EXCERPTED DATA:
────────────────
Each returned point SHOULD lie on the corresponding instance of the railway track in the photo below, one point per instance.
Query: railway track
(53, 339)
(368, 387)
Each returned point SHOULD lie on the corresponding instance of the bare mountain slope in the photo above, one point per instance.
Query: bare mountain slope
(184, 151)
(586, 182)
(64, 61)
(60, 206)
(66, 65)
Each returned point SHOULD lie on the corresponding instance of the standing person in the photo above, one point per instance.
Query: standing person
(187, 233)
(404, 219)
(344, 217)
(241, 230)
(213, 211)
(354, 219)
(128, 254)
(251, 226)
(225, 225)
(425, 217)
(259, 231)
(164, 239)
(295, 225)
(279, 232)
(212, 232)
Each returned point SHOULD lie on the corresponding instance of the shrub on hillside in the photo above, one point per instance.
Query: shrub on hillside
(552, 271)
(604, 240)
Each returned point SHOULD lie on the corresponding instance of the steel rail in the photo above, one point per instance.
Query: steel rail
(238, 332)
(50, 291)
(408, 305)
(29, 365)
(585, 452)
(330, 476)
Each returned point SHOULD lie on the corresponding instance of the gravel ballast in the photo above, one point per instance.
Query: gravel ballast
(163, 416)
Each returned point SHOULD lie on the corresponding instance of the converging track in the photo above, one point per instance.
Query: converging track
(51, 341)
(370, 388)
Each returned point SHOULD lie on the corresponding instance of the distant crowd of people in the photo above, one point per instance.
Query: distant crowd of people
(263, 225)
────────────────
Express the lines as a Markdown table with the columns Row and Line text, starting at the line that contains "of the distant" and ending at the last line above. Leave out any blank lines.

| Row | Line text |
|---|---|
| 1 | Each returned point SHOULD lie on the corresponding instance of the distant crowd of people in the photo above, one point per instance. |
| 2 | Query: distant crowd of people |
| 3 | (263, 225) |